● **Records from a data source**
Segment Open

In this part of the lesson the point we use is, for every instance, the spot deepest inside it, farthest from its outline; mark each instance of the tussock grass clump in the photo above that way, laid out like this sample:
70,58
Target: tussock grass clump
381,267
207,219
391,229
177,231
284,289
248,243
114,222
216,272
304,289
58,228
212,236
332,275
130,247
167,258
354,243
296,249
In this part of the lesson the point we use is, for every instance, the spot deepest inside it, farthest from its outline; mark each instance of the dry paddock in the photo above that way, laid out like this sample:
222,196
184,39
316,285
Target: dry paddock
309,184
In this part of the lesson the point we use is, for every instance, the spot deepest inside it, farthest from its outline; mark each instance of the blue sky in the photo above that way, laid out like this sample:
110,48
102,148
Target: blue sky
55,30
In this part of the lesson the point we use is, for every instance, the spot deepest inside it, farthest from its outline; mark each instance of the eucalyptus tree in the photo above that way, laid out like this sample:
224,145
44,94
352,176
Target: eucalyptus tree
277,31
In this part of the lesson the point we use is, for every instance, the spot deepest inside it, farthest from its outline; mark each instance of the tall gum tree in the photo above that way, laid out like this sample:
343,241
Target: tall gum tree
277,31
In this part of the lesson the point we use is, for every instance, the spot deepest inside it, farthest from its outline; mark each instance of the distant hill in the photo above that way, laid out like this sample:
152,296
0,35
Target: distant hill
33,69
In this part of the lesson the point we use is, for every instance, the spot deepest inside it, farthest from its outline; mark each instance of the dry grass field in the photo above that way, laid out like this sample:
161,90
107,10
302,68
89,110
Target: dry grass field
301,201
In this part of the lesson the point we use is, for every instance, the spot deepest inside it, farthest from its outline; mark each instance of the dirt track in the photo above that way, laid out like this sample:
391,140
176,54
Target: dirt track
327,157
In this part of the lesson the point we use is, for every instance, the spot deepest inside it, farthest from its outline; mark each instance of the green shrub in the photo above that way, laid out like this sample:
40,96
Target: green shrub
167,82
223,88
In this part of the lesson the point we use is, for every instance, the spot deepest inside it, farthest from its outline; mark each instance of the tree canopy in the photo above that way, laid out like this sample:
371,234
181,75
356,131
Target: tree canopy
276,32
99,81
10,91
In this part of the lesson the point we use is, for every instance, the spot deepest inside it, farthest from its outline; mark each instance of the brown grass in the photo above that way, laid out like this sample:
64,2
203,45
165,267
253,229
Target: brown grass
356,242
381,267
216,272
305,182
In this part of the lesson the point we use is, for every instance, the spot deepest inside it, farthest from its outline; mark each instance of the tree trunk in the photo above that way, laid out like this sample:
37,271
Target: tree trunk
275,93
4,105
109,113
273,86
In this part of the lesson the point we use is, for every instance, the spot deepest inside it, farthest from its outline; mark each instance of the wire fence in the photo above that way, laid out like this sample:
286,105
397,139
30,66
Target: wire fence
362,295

Segment Closed
Segment Open

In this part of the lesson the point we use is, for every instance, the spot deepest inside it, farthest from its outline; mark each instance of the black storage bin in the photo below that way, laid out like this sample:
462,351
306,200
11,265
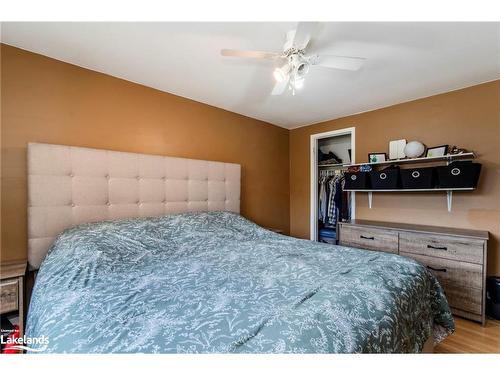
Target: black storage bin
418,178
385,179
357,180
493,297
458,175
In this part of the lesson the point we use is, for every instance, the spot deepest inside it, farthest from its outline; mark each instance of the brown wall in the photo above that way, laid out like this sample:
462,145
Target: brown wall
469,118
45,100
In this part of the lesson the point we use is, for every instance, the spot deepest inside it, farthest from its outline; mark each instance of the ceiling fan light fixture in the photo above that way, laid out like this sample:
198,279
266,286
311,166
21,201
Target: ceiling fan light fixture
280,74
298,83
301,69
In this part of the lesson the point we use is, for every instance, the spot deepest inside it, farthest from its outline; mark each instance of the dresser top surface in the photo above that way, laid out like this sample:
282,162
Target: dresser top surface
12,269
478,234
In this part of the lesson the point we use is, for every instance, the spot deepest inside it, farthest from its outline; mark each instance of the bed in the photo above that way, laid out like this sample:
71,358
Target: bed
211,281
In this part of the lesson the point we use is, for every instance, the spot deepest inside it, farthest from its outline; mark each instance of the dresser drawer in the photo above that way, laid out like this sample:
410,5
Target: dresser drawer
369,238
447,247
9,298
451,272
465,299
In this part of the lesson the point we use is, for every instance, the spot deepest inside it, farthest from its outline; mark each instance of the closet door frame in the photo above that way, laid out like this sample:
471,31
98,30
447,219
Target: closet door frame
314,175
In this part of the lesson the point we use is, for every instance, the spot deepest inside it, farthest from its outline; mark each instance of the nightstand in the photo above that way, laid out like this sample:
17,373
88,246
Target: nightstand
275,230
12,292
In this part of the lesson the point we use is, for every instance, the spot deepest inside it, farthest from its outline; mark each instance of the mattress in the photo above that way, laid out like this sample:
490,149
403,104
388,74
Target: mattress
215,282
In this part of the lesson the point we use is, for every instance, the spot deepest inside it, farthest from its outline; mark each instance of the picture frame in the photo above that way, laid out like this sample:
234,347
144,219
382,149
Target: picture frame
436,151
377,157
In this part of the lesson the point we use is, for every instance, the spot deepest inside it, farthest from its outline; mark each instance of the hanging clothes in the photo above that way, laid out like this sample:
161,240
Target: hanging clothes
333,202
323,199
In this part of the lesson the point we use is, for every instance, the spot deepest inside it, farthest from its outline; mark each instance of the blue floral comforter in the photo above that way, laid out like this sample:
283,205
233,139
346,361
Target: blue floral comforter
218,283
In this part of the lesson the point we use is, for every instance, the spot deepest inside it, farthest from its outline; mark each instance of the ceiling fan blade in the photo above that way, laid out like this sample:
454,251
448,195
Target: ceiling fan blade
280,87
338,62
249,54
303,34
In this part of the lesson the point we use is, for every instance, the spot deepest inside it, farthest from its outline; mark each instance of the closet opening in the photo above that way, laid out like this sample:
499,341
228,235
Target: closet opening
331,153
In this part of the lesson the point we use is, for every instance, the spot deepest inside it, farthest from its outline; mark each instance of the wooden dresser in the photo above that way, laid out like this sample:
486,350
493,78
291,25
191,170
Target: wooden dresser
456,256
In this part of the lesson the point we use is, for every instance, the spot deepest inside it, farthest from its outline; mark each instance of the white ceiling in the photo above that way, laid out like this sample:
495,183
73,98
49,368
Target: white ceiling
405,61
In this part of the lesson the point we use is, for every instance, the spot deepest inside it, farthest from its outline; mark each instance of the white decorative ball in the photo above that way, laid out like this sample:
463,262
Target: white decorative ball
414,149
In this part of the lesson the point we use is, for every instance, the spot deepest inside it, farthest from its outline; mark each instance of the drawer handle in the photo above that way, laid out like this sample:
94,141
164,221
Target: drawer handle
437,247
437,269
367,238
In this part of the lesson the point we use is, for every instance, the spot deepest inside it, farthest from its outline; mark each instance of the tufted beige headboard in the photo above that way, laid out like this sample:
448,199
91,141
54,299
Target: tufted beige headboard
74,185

Segment Closed

● **What is needed**
Above are the lines; repeat exactly the ones from the line containing "of the mattress" down to the line containing "fan blade in", both inclusive.

● **Final answer**
In this part of the lesson the point we use is, for every instance, the spot deepest inside it, farthest from its outline; mark each instance of the mattress in the photo above that way, laid out like this sample:
490,149
403,104
388,74
Target: mattress
215,282
In this part of the lesson the point we use is, for every instance, the spot deepest inside it, farthest from its outline; mark each instance of the picture frame in the photo above that way, laid out like this sample:
234,347
144,219
382,149
Target: picture frame
436,151
377,157
In this part of the lesson the point we use is, for every instance, the spot deepest inside it, farthest from its outline; mark each instance of the hanging clothes in the photo above that way, laid out like this sample:
161,240
Target: hanging clothes
333,202
323,199
In this part of the lesson the point we use is, for every instance, the spot deepest inside it, farthest from its outline; mark each instance of the blue floral comforter in the photo above that way, laid out like this sample:
283,205
233,139
346,361
Target: blue floral comforter
218,283
In this part of the lesson the point we use is, for every instance, the spot deepest inside it, farthest from its outline; mark each instance of the ceiling fan blade in the photo above that way, laid out like this sample:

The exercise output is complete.